**** Texte choisi ****

Le chemin le plus court…

Il y a quelques années, j’ai accueilli un total inconnu chez moi. Niklas, un Suédois qui vivait en Belgique et prenait une année sabbatique pour passer 6 mois en Europe et 6 mois en Amérique Latine.

Il avait choisi de voyager à vélo et pour l’hébergement, il avait une tente ou utilisait Couchsurfing.

Couchsurfing est une plateforme qui permet aux voyageurs de trouver des hôtes qui offrent gratuitement de surfer une ou plusieurs nuits sur leur couch, leur canapé.

Niklas et son vélo avaient d’abord pris le train de Bruxelles à Narbonne. Et c’est le long du Canal du Midi que le voyage avait véritablement démarré.

Stories on the road

En route vers la Dune du Pyla, il venait de traverser la Chalosse où il avait rencontré des familles qui travaillaient dans l’industrie du meuble. L’une après l’autre, les sociétés avaient délocalisé leur production… il mesurait les mutations d’un territoire et ressentait la détresse de ses habitants bien mieux qu’un journaliste trop pressé ou peu objectif ne pourrait jamais le faire.

**** Données fournies ****

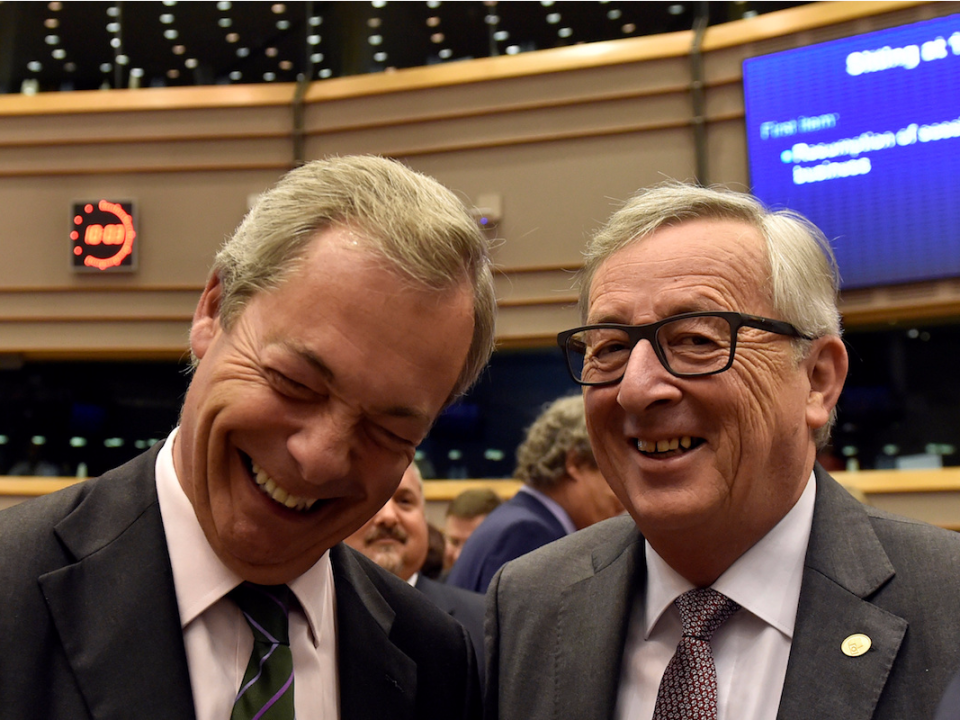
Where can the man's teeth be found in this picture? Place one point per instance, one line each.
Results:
(277, 493)
(684, 442)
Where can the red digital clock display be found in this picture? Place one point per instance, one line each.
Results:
(103, 236)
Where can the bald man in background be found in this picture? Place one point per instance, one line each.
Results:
(397, 539)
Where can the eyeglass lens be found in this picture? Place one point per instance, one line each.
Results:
(689, 346)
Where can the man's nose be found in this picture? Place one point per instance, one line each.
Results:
(323, 445)
(646, 381)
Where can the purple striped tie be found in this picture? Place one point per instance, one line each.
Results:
(266, 692)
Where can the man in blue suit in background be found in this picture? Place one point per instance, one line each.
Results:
(563, 492)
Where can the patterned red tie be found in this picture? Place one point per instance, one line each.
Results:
(688, 689)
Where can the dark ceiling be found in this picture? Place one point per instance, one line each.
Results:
(89, 44)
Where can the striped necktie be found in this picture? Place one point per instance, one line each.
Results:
(266, 692)
(688, 689)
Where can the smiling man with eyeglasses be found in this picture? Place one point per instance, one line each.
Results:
(745, 583)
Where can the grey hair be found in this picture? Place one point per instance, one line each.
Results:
(804, 282)
(416, 226)
(560, 429)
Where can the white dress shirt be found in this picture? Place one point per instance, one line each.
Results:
(750, 650)
(553, 506)
(217, 638)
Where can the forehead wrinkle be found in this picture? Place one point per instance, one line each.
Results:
(321, 367)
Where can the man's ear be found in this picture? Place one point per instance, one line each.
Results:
(206, 318)
(826, 367)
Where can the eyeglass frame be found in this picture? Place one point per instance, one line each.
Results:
(648, 332)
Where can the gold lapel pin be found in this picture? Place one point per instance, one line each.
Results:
(856, 645)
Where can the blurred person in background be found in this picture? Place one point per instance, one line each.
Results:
(464, 515)
(563, 492)
(397, 539)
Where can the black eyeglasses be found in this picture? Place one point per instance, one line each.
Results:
(687, 345)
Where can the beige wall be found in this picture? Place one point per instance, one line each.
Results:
(560, 135)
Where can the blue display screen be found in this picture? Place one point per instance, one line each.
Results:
(862, 136)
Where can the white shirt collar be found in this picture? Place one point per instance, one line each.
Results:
(765, 580)
(199, 577)
(553, 506)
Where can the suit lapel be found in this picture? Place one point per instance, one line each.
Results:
(596, 611)
(115, 608)
(845, 565)
(377, 680)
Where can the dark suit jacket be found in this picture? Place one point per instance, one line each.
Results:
(950, 702)
(464, 606)
(520, 525)
(558, 619)
(89, 626)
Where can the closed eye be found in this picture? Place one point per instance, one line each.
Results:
(288, 386)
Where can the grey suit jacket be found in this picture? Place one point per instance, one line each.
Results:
(557, 619)
(89, 626)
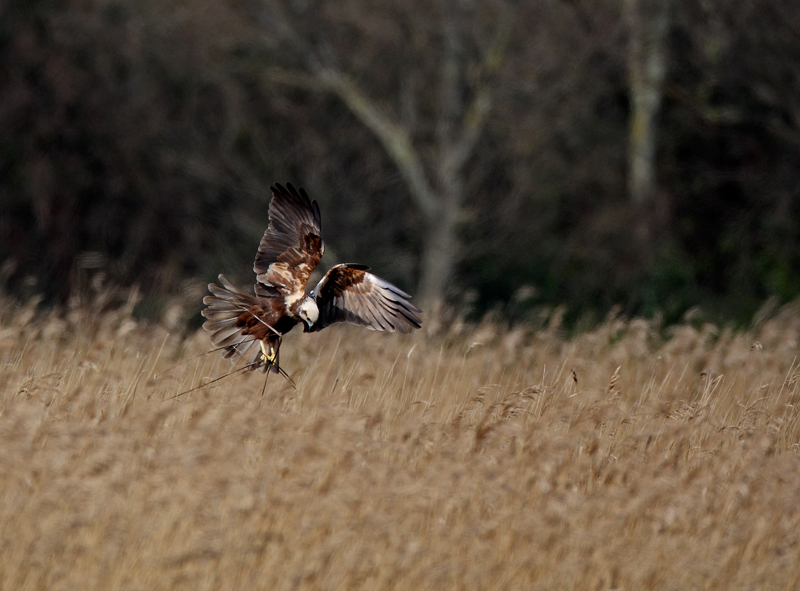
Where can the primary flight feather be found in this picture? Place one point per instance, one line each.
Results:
(249, 326)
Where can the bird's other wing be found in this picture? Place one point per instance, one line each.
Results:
(348, 293)
(292, 245)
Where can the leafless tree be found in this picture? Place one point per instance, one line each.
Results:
(648, 23)
(430, 136)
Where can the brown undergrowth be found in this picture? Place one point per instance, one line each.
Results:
(487, 459)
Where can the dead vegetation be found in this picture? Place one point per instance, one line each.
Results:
(492, 458)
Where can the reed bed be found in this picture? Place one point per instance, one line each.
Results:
(627, 457)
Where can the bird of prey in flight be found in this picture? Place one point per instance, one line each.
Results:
(248, 327)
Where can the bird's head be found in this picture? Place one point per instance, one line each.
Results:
(308, 312)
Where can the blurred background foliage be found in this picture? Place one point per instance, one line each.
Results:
(139, 139)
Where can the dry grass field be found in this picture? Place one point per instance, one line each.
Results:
(469, 461)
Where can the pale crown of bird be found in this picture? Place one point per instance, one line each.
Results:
(308, 311)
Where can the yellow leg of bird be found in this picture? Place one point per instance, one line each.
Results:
(267, 358)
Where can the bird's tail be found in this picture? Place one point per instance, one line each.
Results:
(227, 311)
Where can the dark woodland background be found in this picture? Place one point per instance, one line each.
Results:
(516, 156)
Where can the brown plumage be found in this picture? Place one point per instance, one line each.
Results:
(249, 327)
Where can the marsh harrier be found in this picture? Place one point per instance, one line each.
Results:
(249, 326)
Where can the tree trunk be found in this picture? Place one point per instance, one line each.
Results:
(648, 22)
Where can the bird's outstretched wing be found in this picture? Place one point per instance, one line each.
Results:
(292, 245)
(348, 293)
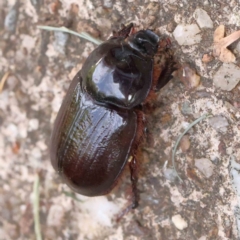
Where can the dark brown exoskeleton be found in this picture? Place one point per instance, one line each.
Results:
(99, 126)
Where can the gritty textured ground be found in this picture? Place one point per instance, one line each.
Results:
(38, 67)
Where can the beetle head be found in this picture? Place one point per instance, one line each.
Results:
(144, 41)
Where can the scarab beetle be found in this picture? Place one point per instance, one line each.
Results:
(99, 124)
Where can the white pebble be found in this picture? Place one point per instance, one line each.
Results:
(202, 18)
(227, 76)
(205, 166)
(187, 34)
(33, 124)
(218, 122)
(179, 222)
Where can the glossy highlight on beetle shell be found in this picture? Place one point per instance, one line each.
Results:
(97, 126)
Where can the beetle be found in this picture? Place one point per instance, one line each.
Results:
(99, 125)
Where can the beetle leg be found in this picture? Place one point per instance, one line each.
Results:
(135, 198)
(134, 180)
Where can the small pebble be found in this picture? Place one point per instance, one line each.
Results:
(202, 18)
(187, 34)
(179, 222)
(218, 122)
(186, 108)
(227, 76)
(205, 166)
(185, 143)
(11, 19)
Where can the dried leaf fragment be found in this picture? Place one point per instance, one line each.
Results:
(220, 44)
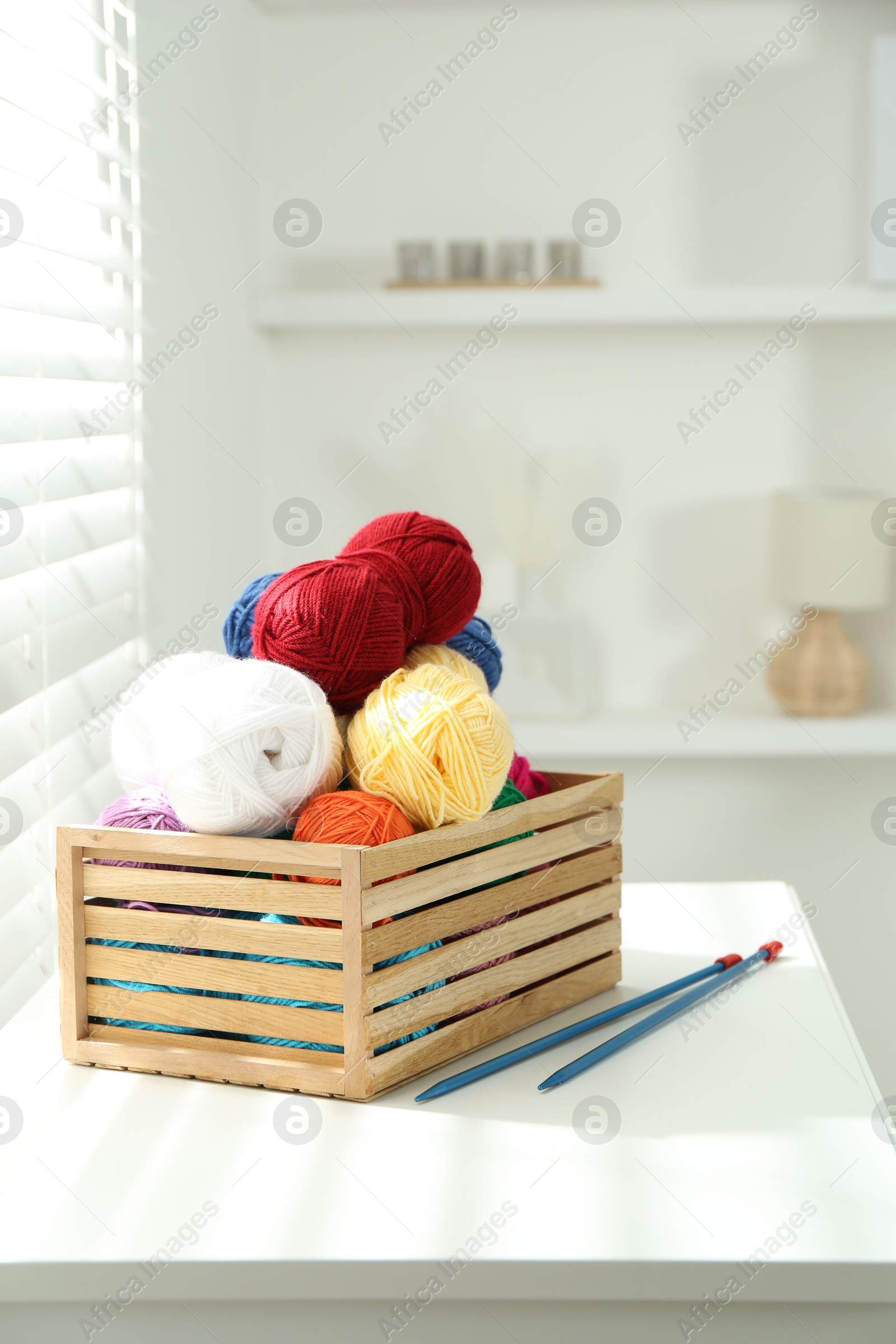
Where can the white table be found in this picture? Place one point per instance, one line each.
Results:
(726, 1132)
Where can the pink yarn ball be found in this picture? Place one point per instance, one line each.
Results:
(148, 810)
(143, 810)
(528, 781)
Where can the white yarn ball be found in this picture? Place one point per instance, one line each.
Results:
(238, 745)
(132, 730)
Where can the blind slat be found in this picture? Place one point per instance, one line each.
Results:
(65, 468)
(46, 597)
(34, 726)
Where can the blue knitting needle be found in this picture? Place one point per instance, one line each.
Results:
(577, 1029)
(767, 952)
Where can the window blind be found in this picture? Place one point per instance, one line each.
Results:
(70, 491)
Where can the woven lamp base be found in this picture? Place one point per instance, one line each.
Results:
(825, 675)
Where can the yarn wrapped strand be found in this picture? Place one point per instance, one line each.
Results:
(435, 744)
(238, 746)
(344, 623)
(441, 561)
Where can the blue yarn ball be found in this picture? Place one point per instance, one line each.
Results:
(477, 644)
(241, 619)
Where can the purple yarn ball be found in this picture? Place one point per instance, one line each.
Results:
(144, 810)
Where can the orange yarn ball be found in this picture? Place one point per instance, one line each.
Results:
(351, 819)
(348, 819)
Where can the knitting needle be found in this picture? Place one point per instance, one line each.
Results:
(767, 952)
(577, 1029)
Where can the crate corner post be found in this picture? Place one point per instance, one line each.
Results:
(73, 973)
(354, 971)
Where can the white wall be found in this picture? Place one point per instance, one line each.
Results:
(593, 92)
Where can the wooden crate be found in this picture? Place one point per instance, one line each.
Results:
(558, 906)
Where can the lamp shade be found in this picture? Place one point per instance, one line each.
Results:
(824, 552)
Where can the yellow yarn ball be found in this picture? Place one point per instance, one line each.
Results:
(446, 657)
(432, 743)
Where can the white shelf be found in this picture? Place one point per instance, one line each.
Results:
(614, 738)
(567, 307)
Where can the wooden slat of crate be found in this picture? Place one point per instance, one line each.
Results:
(526, 969)
(241, 978)
(199, 889)
(221, 935)
(449, 1043)
(238, 852)
(465, 953)
(217, 1061)
(217, 1014)
(144, 1037)
(570, 875)
(396, 857)
(474, 870)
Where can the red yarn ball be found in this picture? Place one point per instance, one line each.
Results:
(343, 623)
(348, 623)
(441, 559)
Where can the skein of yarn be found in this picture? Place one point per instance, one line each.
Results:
(343, 623)
(349, 819)
(241, 619)
(237, 745)
(531, 783)
(433, 743)
(143, 810)
(348, 623)
(132, 731)
(448, 657)
(477, 644)
(441, 559)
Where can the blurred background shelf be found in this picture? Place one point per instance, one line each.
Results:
(655, 737)
(573, 307)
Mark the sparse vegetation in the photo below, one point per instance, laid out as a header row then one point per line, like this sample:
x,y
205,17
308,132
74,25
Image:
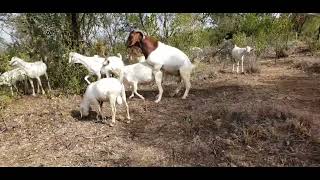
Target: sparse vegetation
x,y
268,116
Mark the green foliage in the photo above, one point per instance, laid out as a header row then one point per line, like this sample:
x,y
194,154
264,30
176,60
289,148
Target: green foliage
x,y
51,36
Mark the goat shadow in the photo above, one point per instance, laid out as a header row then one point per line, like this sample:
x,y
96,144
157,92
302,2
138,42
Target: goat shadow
x,y
91,117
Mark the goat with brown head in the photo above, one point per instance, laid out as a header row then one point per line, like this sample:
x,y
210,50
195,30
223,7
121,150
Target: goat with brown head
x,y
135,38
145,43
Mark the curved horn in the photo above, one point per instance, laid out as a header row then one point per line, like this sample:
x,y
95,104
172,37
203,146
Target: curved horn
x,y
140,31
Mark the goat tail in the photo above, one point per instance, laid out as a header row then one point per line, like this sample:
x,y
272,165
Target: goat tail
x,y
119,55
119,100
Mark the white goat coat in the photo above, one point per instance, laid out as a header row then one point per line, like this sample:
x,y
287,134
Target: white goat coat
x,y
32,69
138,72
102,89
112,64
92,64
11,77
171,58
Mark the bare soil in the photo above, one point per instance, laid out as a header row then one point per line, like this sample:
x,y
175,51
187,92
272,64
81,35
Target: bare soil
x,y
267,119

****

Exercice écrit:
Répondez à ces questions sur le récit du voyage de Niklas :
(a) De quel pays Niklas est-il originaire, et dans quel pays vivait-il ?
(b) Le long de quel canal le voyage a-t-il véritablement démarré ?
(c) Dans quelle industrie travaillaient les familles rencontrées en Chalosse ?
Répondez uniquement à partir du texte.

Réponse attendue:
(a) Il est suédois et vivait en Belgique.
(b) Le long du Canal du Midi.
(c) Dans l'industrie du meuble.